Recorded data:
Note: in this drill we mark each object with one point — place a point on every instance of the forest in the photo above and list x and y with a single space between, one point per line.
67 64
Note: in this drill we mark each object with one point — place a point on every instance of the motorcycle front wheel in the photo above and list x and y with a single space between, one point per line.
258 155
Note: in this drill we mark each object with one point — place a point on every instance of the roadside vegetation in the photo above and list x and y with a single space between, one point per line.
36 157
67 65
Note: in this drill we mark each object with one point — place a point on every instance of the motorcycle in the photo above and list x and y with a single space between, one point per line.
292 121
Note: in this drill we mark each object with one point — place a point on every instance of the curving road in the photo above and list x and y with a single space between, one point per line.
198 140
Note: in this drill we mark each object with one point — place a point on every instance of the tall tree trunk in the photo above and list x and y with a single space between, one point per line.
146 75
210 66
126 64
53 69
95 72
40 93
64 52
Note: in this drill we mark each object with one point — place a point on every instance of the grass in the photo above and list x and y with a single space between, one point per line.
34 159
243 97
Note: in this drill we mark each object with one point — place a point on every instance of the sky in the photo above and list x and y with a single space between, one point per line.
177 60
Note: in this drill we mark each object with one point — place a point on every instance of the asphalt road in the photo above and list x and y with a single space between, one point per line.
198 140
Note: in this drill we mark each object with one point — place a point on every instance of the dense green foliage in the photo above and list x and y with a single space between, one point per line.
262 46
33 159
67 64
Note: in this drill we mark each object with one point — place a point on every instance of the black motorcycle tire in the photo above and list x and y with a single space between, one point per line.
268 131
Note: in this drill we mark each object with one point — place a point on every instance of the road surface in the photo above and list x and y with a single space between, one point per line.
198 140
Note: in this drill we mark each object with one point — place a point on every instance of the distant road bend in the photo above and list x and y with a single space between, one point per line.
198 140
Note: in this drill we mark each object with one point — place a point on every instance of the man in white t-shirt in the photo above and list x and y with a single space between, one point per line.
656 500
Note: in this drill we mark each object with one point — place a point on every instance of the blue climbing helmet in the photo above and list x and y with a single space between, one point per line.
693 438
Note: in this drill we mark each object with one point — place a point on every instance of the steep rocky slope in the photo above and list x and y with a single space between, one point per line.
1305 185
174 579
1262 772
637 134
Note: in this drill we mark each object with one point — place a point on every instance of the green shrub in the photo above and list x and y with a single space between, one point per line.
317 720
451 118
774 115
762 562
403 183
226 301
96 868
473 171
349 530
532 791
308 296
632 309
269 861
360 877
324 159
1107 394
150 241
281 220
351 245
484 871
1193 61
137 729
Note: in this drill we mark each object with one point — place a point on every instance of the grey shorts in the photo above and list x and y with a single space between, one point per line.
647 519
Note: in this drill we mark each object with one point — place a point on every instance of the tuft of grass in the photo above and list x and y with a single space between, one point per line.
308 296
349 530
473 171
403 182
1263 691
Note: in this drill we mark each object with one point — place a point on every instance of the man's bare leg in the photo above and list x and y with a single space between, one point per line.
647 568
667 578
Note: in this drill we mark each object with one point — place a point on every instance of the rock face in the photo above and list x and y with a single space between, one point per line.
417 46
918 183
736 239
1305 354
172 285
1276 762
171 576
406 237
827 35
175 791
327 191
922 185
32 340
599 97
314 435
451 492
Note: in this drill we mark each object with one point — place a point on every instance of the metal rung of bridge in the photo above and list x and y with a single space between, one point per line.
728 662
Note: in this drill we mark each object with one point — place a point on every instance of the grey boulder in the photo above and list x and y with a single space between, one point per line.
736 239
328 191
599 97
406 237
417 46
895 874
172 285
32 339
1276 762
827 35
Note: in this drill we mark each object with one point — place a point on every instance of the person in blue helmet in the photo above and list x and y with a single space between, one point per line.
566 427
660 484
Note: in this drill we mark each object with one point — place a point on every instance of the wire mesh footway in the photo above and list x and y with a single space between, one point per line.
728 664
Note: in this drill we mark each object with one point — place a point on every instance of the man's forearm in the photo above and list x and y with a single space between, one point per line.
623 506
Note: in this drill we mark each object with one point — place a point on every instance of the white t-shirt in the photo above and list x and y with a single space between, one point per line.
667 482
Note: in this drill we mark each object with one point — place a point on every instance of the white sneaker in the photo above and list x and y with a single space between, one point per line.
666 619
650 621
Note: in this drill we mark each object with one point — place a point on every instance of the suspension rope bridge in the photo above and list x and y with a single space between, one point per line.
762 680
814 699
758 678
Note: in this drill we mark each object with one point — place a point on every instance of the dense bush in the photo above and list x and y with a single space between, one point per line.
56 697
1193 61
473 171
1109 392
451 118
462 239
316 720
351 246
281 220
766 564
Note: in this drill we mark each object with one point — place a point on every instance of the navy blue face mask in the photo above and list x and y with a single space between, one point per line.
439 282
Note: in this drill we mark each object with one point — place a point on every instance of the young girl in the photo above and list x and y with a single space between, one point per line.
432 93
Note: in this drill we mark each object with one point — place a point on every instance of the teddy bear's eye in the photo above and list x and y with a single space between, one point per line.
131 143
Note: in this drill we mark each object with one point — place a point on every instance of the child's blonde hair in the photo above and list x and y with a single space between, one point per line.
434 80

* _About this exercise_
Copy the entries word for word. Leave nothing out.

* _Solution_
Note: in this drill we mark each object with one point — place a point on every instance of the forest in the photo above and list x and y with a single space between, one point per line.
67 64
Note: in this drill we mark each object with one point — place a point on every instance of the motorcycle front wheel in the photo above and list x and y with a single space between, one point per line.
258 155
Note: in this drill we mark each object with one point — place a point on every instance of the roadside vegetation in the photo above and list x and y with a single space between, one point per line.
36 157
67 65
Note: in this drill we mark each object with one point — place a point on every instance of the motorcycle in the photo above and list x and y with a single space between, one point per line.
292 121
Note: in this drill we mark each object with one point — place a point on every instance of the curving road in the photo above and list x and y with a single space between, one point per line.
198 140
Note: in this drill we mark each object with one point — place a point on every instance of the tall tree trunk in the photo above and list x and y with a single space between, one point per line.
146 75
210 66
126 64
53 69
95 72
40 93
64 52
Note: in this drill we mark each object with one point — place a point on every instance of the grass in the photo above and list x and y with a single space between, one point per line.
34 159
243 97
Note: in this drill we mark each object with one point — place a point on every instance of the sky in the photo above and list x and y with a single space between, one point per line.
177 60
Note: in this drill we mark each object with one point — place a point on every instance of the asphalt road in the photo above and list x and y with a single space between, one point per line.
198 140
Note: in this drill we mark each object with one point — place a point on every instance of the dense green foliage in the photo above and list x and y with a single space between, one point per line.
262 46
33 159
67 64
Note: in this drill we mark each object with one point — place a point on every instance of the black motorcycle tire in the photo above and list x and y with a single space between, one point per line.
268 131
Note: in this drill we mark each object with one point — place a point on every instance of the road surface in the photo above and list x and y with a single space between, one point per line.
198 140
Note: in this drill we mark each object with one point — place a point on every instance of the distant road bend in the photo above and list x and y with a single space between, one point per line.
198 140
Note: in this drill we mark each object with one point — place a point on every instance of the man in white t-shirt in the photo above and list x and y with a single space between, one point per line.
656 500
Note: in this drill we mark each object with one point — place a point on every instance of the blue climbing helmet in the photo above and list x and y with a single space between, one point per line.
693 438
Note: in this drill we mark each object with one point — place a point on every instance of the steep rocky slope in the photo above and list x and y with a single space between, one point per line.
1305 185
174 579
1262 772
637 134
Note: in this drill we mark each object with one point — place a point on every instance of the green shrub in the photo above and list x and y with a single space between, one point per line.
317 720
451 118
774 115
762 562
403 183
226 301
96 868
473 171
349 530
532 791
308 296
632 309
269 861
360 877
324 159
1107 394
150 241
281 220
351 245
484 871
1193 61
137 729
Note: in this drill we mark each object with one point — place a point on every instance of the grey shorts in the photo above and list x and y with a single space between, one point per line.
647 519
Note: in this drill we mark each object with one point — place a point on every instance of the tuft of grass in the photo above and list x and y with a single space between, one point per line.
308 296
349 530
473 171
403 182
1263 691
Note: in this drill we mark each object with one point — place a point on every instance of the man's bare leg in the photo above and list x and y with a single space between, one point per line.
647 568
667 578
Note: in this drill we mark each object with one point — place a point on every instance of the rock face in the photo above and list x and y with a single space between, one point per line.
417 46
918 183
736 239
1305 354
172 285
1276 762
171 576
406 237
827 35
175 791
327 191
922 185
32 340
599 97
314 435
451 492
Note: in this drill we mark each object with one point — place a point on every instance of the metal rung of bridge in the photo above and list x and y with a single space between, one point per line.
728 662
Note: in this drill we mark each object with one point — place a point on every instance of the grey boulder in the photo above and list x and y with a single space between, one point per line.
736 239
328 191
599 97
406 237
417 46
895 874
172 285
32 339
1276 762
827 35
Note: in this drill we mark each object with one point — place a point on every instance of the person in blue helmet in the photo above and list x and y with a single space between, one point per line.
566 427
660 484
Note: in this drill we mark each object with one point — place a point on every instance of the wire mesh footway in the photo above and list x and y with a single space between, one point per line.
728 664
Note: in this drill we mark each object with one point — place a point on every instance of the man's forearm in the photo above and list x and y with a single space between, one point per line.
623 506
Note: in this drill we mark each object with one point — place a point on every instance of the white t-shirt in the photo above and list x and y with a single space between, one point per line.
667 482
Note: in this drill we mark each object with one point — place a point on every instance of the white sneaker in the photo above and list x and y with a single space between, one point per line.
666 619
650 621
Note: in this drill we mark each object with one point — place a point on every instance of the suspension rope bridge in the photo above and list x and y with a single space between, one point per line.
762 680
814 699
758 678
Note: in this drill we mark each object with one point — place a point on every instance of the dense bush in the photo above and list x and y with a single space between, one point per line.
56 697
1193 61
473 171
1109 392
451 118
462 239
316 720
351 246
281 220
766 564
Note: in this drill we mark each object with one point — place a point on every instance of the navy blue face mask in the photo above and list x and y with a single space between, one point per line.
439 282
Note: in this drill we mark each object with one point — place a point on every instance of the young girl in the photo above and list x and y with a single space between, one point per line.
432 93
Note: in this drill we mark each object with one point — place a point on every instance of the teddy bear's eye in the photo above and list x and y with a single space between, one point per line.
131 143
Note: in this drill we mark each object with one point — place a point on every instance of the child's blonde hair in the photo above and list x and y with a single space between, one point per line.
434 80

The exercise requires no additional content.